### [GOAL]
Reproduce every one of the rows below verbatim, leaving the pictures out of your answer.

### [GIVEN DATA]
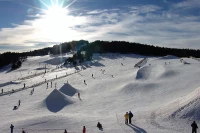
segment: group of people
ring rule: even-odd
[[[126,112],[124,117],[125,117],[125,124],[128,124],[128,122],[129,122],[129,124],[131,124],[131,118],[133,117],[132,112],[131,111],[129,111],[129,113]],[[100,122],[97,123],[97,127],[99,128],[99,130],[103,129],[103,126]],[[195,121],[193,121],[193,123],[191,124],[191,127],[192,127],[192,133],[197,133],[198,126],[197,126]],[[14,129],[14,126],[11,124],[10,125],[11,133],[13,133],[13,129]],[[86,127],[85,126],[83,126],[82,131],[83,131],[83,133],[86,133]],[[22,128],[22,133],[26,133],[23,128]],[[64,133],[67,133],[66,129],[65,129]]]
[[[131,112],[131,111],[129,111],[129,113],[128,112],[126,112],[126,114],[124,115],[124,117],[125,117],[125,124],[131,124],[131,119],[133,118],[133,113]]]

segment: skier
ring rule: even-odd
[[[23,128],[22,128],[22,133],[26,133]]]
[[[128,118],[129,118],[128,112],[126,112],[126,114],[124,115],[124,117],[125,117],[125,124],[128,124]]]
[[[101,125],[100,122],[97,123],[97,127],[98,127],[99,129],[102,129],[102,125]]]
[[[21,104],[21,101],[19,100],[19,101],[18,101],[18,106],[20,106],[20,104]]]
[[[11,124],[11,125],[10,125],[11,133],[13,133],[13,129],[14,129],[14,126]]]
[[[131,119],[133,118],[133,114],[131,111],[129,111],[129,124],[131,124]]]
[[[192,127],[192,133],[197,133],[197,124],[195,121],[193,121],[193,123],[191,124],[191,127]]]
[[[85,126],[83,126],[83,133],[86,133],[86,128],[85,128]]]
[[[64,133],[67,133],[67,130],[65,129]]]
[[[78,98],[81,99],[81,97],[80,97],[80,93],[79,93],[79,92],[78,92]]]

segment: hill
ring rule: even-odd
[[[187,133],[193,120],[200,124],[199,61],[106,53],[77,67],[58,62],[70,56],[28,57],[20,69],[0,69],[0,132],[11,123],[16,133],[75,133],[83,126],[87,133]],[[128,111],[132,125],[124,124]]]

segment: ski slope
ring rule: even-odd
[[[17,70],[0,69],[0,89],[6,94],[0,95],[1,133],[10,132],[10,124],[14,133],[22,128],[80,133],[83,126],[87,133],[188,133],[192,121],[200,124],[197,60],[109,53],[95,54],[75,68],[62,67],[70,56],[28,57]],[[18,100],[21,105],[13,110]],[[128,111],[134,115],[132,125],[124,124]]]

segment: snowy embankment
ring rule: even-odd
[[[29,57],[19,70],[0,70],[5,92],[26,84],[0,96],[0,132],[9,132],[12,123],[15,133],[21,128],[78,133],[83,126],[87,133],[186,133],[191,121],[200,119],[200,62],[194,59],[183,58],[184,64],[174,56],[96,54],[90,65],[56,69],[67,57]],[[48,72],[37,75],[45,64]],[[18,100],[21,105],[13,110]],[[124,124],[128,111],[134,115],[132,125]],[[96,128],[98,121],[103,131]]]

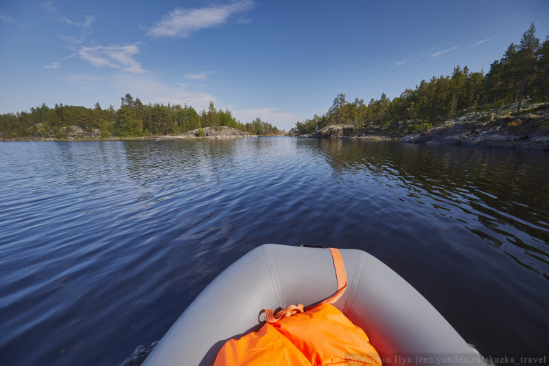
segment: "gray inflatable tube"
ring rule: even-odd
[[[334,305],[366,332],[384,365],[484,365],[476,350],[393,270],[364,251],[340,252],[349,286]],[[260,328],[263,309],[308,306],[336,290],[329,250],[262,245],[208,285],[143,365],[211,365],[227,339]]]

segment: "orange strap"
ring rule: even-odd
[[[338,279],[338,290],[336,293],[320,301],[320,304],[334,304],[337,301],[347,288],[347,274],[345,272],[345,264],[339,250],[336,248],[328,248],[334,259],[334,267],[336,268],[336,277]],[[319,304],[320,305],[320,304]],[[290,305],[285,309],[277,312],[271,309],[265,309],[265,320],[267,323],[275,323],[282,318],[290,317],[298,312],[303,312],[303,304]]]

### [RESPONSE TO THE TASK]
segment: group of people
ring rule: even-odd
[[[126,112],[124,117],[125,117],[125,124],[128,124],[128,122],[129,122],[129,124],[131,124],[131,118],[133,117],[132,112],[131,111],[129,111],[129,113]],[[100,122],[97,123],[97,127],[99,128],[99,130],[103,129],[103,126]],[[195,121],[193,121],[193,123],[191,124],[191,127],[192,127],[192,133],[197,133],[198,126],[197,126]],[[14,129],[14,126],[11,124],[10,125],[11,133],[13,133],[13,129]],[[86,127],[85,126],[83,126],[82,131],[83,131],[83,133],[86,133]],[[22,128],[22,133],[26,133],[23,128]],[[64,133],[67,133],[66,129],[65,129]]]
[[[131,112],[131,111],[129,111],[129,113],[128,112],[126,112],[126,114],[124,115],[124,117],[125,117],[125,124],[131,124],[131,119],[133,118],[133,113]]]

segment: skier
ring rule: even-odd
[[[23,128],[22,128],[22,133],[26,133]]]
[[[128,118],[129,118],[128,112],[126,112],[126,114],[124,115],[124,117],[125,117],[125,124],[128,124]]]
[[[101,125],[100,122],[97,123],[97,127],[98,127],[99,129],[102,129],[102,125]]]
[[[21,104],[21,101],[19,100],[19,101],[18,101],[18,106],[20,106],[20,104]]]
[[[11,124],[11,125],[10,125],[11,133],[13,133],[13,129],[14,129],[14,126]]]
[[[131,119],[133,118],[133,114],[131,111],[129,111],[129,124],[131,124]]]
[[[192,127],[192,133],[197,133],[197,124],[195,121],[193,121],[193,123],[191,124],[191,127]]]
[[[85,126],[83,126],[83,133],[86,133],[86,128],[85,128]]]
[[[64,133],[67,133],[67,130],[65,129]]]
[[[78,98],[81,99],[81,97],[80,97],[80,93],[79,93],[79,92],[78,92]]]

segment: hill
ring rule: even-odd
[[[187,133],[193,120],[200,124],[199,61],[106,53],[77,67],[58,62],[70,56],[28,57],[20,69],[0,69],[0,132],[11,123],[16,133],[75,133],[83,126],[87,133]],[[128,111],[132,125],[124,124]]]

segment: ski slope
ring rule: even-odd
[[[17,70],[0,69],[0,89],[6,94],[0,95],[1,133],[10,132],[10,124],[14,133],[22,128],[80,133],[83,126],[87,133],[188,133],[192,121],[200,124],[197,60],[109,53],[95,54],[75,68],[62,67],[70,56],[28,57]],[[18,100],[21,105],[13,110]],[[128,111],[134,115],[132,125],[124,124]]]

segment: snowy embankment
ring rule: even-odd
[[[29,57],[19,70],[0,70],[5,92],[26,84],[0,96],[0,132],[9,132],[12,123],[15,133],[21,128],[78,133],[83,126],[87,133],[186,133],[191,121],[200,119],[200,62],[194,59],[183,58],[184,64],[174,56],[96,54],[90,65],[56,69],[67,57]],[[48,72],[37,75],[45,64]],[[18,100],[21,105],[13,110]],[[124,124],[128,111],[134,115],[132,125]],[[96,128],[98,121],[103,131]]]

segment: "gray inflatable tube"
ring rule: even-odd
[[[334,305],[366,332],[384,365],[484,365],[476,350],[393,270],[364,251],[340,252],[349,286]],[[260,328],[263,309],[308,306],[336,290],[329,250],[262,245],[208,285],[143,365],[211,365],[227,339]]]

segment: "orange strap"
ring rule: even-odd
[[[338,279],[338,290],[336,293],[320,301],[320,304],[334,304],[337,301],[347,288],[347,274],[345,272],[345,264],[339,250],[336,248],[328,248],[334,259],[334,267],[336,268],[336,277]],[[319,304],[320,305],[320,304]],[[290,305],[285,309],[277,312],[271,309],[265,309],[265,320],[267,323],[275,323],[282,318],[290,317],[298,312],[303,312],[303,304]]]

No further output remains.